:: Exercise inputs ::

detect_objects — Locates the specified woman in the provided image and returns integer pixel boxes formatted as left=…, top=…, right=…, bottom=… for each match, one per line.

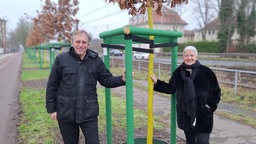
left=151, top=46, right=221, bottom=144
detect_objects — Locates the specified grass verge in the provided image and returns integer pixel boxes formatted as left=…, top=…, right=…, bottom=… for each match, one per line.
left=18, top=54, right=167, bottom=143
left=19, top=53, right=256, bottom=143
left=19, top=87, right=58, bottom=144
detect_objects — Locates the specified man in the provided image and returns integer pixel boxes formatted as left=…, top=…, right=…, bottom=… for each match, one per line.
left=46, top=30, right=126, bottom=144
left=151, top=46, right=221, bottom=144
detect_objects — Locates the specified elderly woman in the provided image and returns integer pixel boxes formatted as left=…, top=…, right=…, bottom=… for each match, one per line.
left=151, top=46, right=221, bottom=144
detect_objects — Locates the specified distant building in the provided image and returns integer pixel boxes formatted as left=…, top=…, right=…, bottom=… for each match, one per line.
left=129, top=4, right=188, bottom=52
left=129, top=4, right=256, bottom=48
left=183, top=30, right=195, bottom=42
left=193, top=18, right=256, bottom=44
left=193, top=18, right=231, bottom=42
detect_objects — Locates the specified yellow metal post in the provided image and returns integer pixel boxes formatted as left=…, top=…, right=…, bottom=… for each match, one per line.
left=147, top=1, right=155, bottom=144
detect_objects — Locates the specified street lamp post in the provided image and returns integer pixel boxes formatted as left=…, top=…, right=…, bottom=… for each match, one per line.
left=0, top=18, right=7, bottom=51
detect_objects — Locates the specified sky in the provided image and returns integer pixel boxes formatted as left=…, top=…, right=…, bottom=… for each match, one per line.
left=0, top=0, right=196, bottom=38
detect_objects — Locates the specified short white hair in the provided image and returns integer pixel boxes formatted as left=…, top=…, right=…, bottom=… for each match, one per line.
left=183, top=46, right=198, bottom=56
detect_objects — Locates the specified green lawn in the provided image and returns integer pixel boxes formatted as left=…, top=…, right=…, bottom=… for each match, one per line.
left=19, top=53, right=167, bottom=143
left=18, top=52, right=256, bottom=143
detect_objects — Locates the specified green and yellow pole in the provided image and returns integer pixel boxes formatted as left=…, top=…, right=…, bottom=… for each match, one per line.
left=146, top=1, right=155, bottom=144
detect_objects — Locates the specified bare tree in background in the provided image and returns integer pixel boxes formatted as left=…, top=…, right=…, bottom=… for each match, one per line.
left=215, top=0, right=221, bottom=12
left=170, top=2, right=190, bottom=18
left=8, top=17, right=32, bottom=50
left=190, top=0, right=219, bottom=40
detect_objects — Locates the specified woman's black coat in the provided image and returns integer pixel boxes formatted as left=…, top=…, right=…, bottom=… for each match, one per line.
left=154, top=64, right=221, bottom=133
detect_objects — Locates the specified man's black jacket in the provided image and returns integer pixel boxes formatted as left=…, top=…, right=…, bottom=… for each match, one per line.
left=46, top=47, right=125, bottom=123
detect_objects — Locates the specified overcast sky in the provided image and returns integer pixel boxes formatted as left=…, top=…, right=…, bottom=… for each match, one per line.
left=0, top=0, right=196, bottom=38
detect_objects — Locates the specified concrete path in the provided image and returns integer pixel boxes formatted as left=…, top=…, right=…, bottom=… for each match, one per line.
left=110, top=80, right=256, bottom=144
left=0, top=53, right=21, bottom=144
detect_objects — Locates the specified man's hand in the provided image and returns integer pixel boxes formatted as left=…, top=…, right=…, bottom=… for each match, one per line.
left=122, top=71, right=134, bottom=82
left=50, top=112, right=58, bottom=121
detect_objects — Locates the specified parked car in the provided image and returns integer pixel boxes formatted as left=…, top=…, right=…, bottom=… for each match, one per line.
left=110, top=49, right=123, bottom=56
left=133, top=52, right=149, bottom=60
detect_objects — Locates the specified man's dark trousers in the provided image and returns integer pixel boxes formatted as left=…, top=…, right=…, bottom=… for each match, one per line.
left=58, top=119, right=99, bottom=144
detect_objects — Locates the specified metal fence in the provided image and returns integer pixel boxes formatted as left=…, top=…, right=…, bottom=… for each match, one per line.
left=110, top=58, right=256, bottom=95
left=212, top=67, right=256, bottom=94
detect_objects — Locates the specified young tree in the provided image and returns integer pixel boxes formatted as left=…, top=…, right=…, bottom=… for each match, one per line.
left=105, top=1, right=189, bottom=144
left=55, top=0, right=79, bottom=42
left=107, top=0, right=188, bottom=16
left=26, top=0, right=57, bottom=46
left=217, top=0, right=235, bottom=52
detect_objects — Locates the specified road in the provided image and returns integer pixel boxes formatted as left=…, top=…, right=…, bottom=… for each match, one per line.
left=0, top=53, right=22, bottom=144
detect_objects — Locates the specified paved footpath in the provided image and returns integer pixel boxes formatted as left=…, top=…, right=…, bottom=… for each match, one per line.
left=0, top=53, right=21, bottom=144
left=110, top=80, right=256, bottom=144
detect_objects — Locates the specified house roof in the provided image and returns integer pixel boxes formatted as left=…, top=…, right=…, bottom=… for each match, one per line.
left=129, top=4, right=188, bottom=26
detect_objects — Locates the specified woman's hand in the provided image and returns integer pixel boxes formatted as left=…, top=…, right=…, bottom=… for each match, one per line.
left=150, top=74, right=157, bottom=84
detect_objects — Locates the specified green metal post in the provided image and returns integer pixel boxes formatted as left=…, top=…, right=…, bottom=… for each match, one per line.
left=124, top=38, right=134, bottom=144
left=49, top=48, right=53, bottom=69
left=26, top=48, right=31, bottom=59
left=52, top=48, right=55, bottom=63
left=30, top=49, right=33, bottom=59
left=99, top=26, right=183, bottom=144
left=33, top=48, right=36, bottom=63
left=170, top=38, right=178, bottom=144
left=49, top=48, right=55, bottom=69
left=39, top=49, right=42, bottom=70
left=103, top=39, right=113, bottom=144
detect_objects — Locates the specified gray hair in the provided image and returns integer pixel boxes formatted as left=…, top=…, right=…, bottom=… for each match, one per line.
left=72, top=30, right=91, bottom=42
left=183, top=46, right=198, bottom=56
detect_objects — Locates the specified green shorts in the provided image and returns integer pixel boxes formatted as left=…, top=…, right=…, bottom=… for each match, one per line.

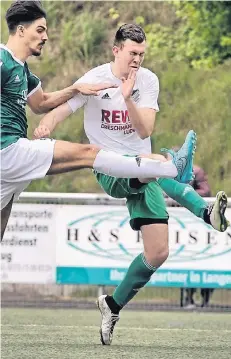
left=95, top=172, right=169, bottom=231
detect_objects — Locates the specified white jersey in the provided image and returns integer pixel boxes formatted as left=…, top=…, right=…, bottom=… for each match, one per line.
left=67, top=63, right=159, bottom=155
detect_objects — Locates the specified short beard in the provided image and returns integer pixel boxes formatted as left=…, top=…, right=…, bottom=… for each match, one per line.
left=31, top=50, right=41, bottom=57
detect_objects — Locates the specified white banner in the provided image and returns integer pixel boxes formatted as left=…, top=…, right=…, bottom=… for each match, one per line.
left=1, top=204, right=56, bottom=283
left=2, top=203, right=230, bottom=287
left=55, top=205, right=231, bottom=287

:::

_What you should do:_ Repeat every entry above word for word, and include no pictures.

_The completed task:_
detect_objects — Locates the specified woman in the provided image and returns integer pixel boxes formatted as left=…, top=…, right=…, bottom=… for each match, one per line.

left=151, top=46, right=221, bottom=144
detect_objects — Locates the specified grass verge in the provided image and returns integer pixel boxes formatted as left=…, top=…, right=…, bottom=… for each match, one per line.
left=18, top=54, right=167, bottom=143
left=19, top=53, right=256, bottom=143
left=19, top=87, right=58, bottom=144
detect_objects — Locates the specified man in the provided image and returns integer pixel boxes formatted as left=…, top=…, right=…, bottom=… for each match, one per line.
left=46, top=30, right=126, bottom=144
left=151, top=46, right=221, bottom=144
detect_objects — Locates the specified elderly woman in the provided image and returns integer pixel boxes formatted as left=…, top=…, right=…, bottom=… for each match, one per line.
left=151, top=46, right=221, bottom=144
detect_objects — Locates the specified distant building in the provided image and returns integer pixel boxes formatted as left=…, top=…, right=…, bottom=… for each match, one per line.
left=129, top=4, right=188, bottom=52
left=129, top=4, right=256, bottom=48
left=183, top=30, right=195, bottom=42
left=193, top=18, right=256, bottom=44
left=193, top=18, right=231, bottom=42
detect_objects — Locates the specified yellow metal post in the provided image and returns integer pixel boxes formatted as left=…, top=…, right=…, bottom=… for each match, one per line.
left=147, top=1, right=155, bottom=144
detect_objects — Locates the specified street lamp post in the provided image and returns integer pixel boxes formatted as left=…, top=…, right=…, bottom=… for each match, one per line.
left=0, top=18, right=7, bottom=51
detect_objects — Locates the specified sky in the provided image and returns integer pixel boxes formatted as left=…, top=…, right=…, bottom=… for each match, one per line.
left=0, top=0, right=196, bottom=38
detect_objects — Locates the specified short white hair in the provided image and returns integer pixel boxes formatted as left=…, top=…, right=…, bottom=… for each match, one per line.
left=183, top=46, right=198, bottom=56
detect_objects — Locates the specified green lawn in the provided image and returns integer pixel boxes formatted as left=…, top=…, right=…, bottom=… for each match, one per line.
left=19, top=53, right=167, bottom=143
left=18, top=52, right=256, bottom=143
detect_objects — Locates the specified green and yellow pole in the provided image and returns integer pixel boxes formatted as left=…, top=…, right=…, bottom=… for each match, one per line.
left=146, top=1, right=155, bottom=144
detect_objects — Locates the specified bare tree in background in the provided image and returns integer pixel boxes formatted as left=…, top=…, right=…, bottom=… for each match, one per line.
left=215, top=0, right=221, bottom=12
left=170, top=2, right=190, bottom=18
left=8, top=17, right=32, bottom=50
left=190, top=0, right=219, bottom=40
detect_objects — Locates the specified woman's black coat in the provided image and returns integer pixel boxes formatted as left=…, top=…, right=…, bottom=… for each match, one per line.
left=154, top=64, right=221, bottom=133
detect_objects — Locates the specified man's black jacket in the provided image and returns integer pixel boxes formatted as left=…, top=…, right=…, bottom=… for each match, one per line.
left=46, top=47, right=125, bottom=123
detect_objects — Locates the specified overcast sky in the provided image and returns integer pixel boxes formatted as left=…, top=…, right=…, bottom=… for each match, one per line.
left=0, top=0, right=196, bottom=38
detect_objects — Locates the specified concrete path in the provided image and returns integer pixel boxes formatted as left=…, top=…, right=…, bottom=… for each match, one per line.
left=110, top=80, right=256, bottom=144
left=0, top=53, right=21, bottom=144
detect_objects — Locates the specified man's hand in the provided image and returns integer pixel boxes formatted as left=…, top=…, right=…, bottom=… for each match, one per line.
left=122, top=71, right=134, bottom=82
left=50, top=112, right=58, bottom=121
detect_objects — Locates the specified parked car in the provided image and returns integer pixel boxes formatted as left=…, top=…, right=…, bottom=… for each match, one per line.
left=110, top=49, right=123, bottom=56
left=133, top=52, right=149, bottom=60
detect_objects — Locates the specified man's dark trousers in the provided image and returns integer pixel boxes formatted as left=…, top=…, right=…, bottom=… for each match, one per line.
left=58, top=119, right=99, bottom=144
detect_objects — Locates the specified metal fence in the provided image and returns integer pixel boxes formatted as left=…, top=…, right=…, bottom=… for each match, one per line.
left=110, top=58, right=256, bottom=95
left=212, top=67, right=256, bottom=94
detect_objects — Locates the specified young tree in the provided image and returns integer pixel boxes formatted as left=…, top=…, right=…, bottom=… for each match, one per line.
left=105, top=1, right=189, bottom=144
left=55, top=0, right=79, bottom=42
left=107, top=0, right=188, bottom=16
left=26, top=0, right=57, bottom=46
left=217, top=0, right=235, bottom=52
detect_objects — Locates the specified road in the provided image and returns integer pixel boxes formatted as left=…, top=…, right=…, bottom=… for each match, one per line.
left=0, top=53, right=22, bottom=144
detect_objects — Locates the specified paved footpath in the provided image and returns integer pixel boxes formatted as left=…, top=…, right=…, bottom=… for each match, one per line.
left=0, top=53, right=21, bottom=144
left=110, top=80, right=256, bottom=144
detect_objects — Locates the specified house roof in the provided image and returns integer pixel boxes formatted as left=…, top=…, right=…, bottom=… for each match, one per line.
left=129, top=4, right=188, bottom=26
detect_objects — Locates the specified woman's hand in the provided image and returns integer pixel boxes formatted as left=…, top=…, right=…, bottom=… for each match, one per line.
left=150, top=74, right=157, bottom=84
detect_objects — Locates the specified green metal post in the provided image and returns integer pixel boxes formatted as left=…, top=…, right=…, bottom=… for each match, one per line.
left=124, top=38, right=134, bottom=144
left=49, top=48, right=53, bottom=69
left=26, top=48, right=31, bottom=59
left=52, top=48, right=55, bottom=63
left=30, top=49, right=33, bottom=59
left=99, top=26, right=183, bottom=144
left=33, top=48, right=36, bottom=63
left=170, top=38, right=178, bottom=144
left=49, top=48, right=55, bottom=69
left=39, top=49, right=42, bottom=70
left=103, top=39, right=113, bottom=144
detect_objects — Locates the specified gray hair in the provided image and returns integer pixel boxes formatted as left=…, top=…, right=…, bottom=… for each match, one per line.
left=72, top=30, right=91, bottom=42
left=183, top=46, right=198, bottom=56
detect_objects — Locates the specified green shorts in the provided image and returns integer pixel boxes formatted as left=…, top=…, right=…, bottom=… for each match, one per line.

left=95, top=172, right=169, bottom=231
detect_objects — Locates the specified white jersey in the provided image and returns integer pixel boxes formatted as left=…, top=…, right=…, bottom=… for each match, one per line.
left=67, top=63, right=159, bottom=155
detect_objects — Locates the specified short beard in the provided image and returns integer pixel boxes formatted as left=…, top=…, right=…, bottom=… for each match, one per line.
left=31, top=50, right=41, bottom=57
detect_objects — Locates the specified white banner in the provided image and returns integer pixel boxes formatted as left=…, top=…, right=…, bottom=… for each match, one per line.
left=1, top=204, right=56, bottom=283
left=2, top=203, right=230, bottom=287
left=55, top=205, right=231, bottom=287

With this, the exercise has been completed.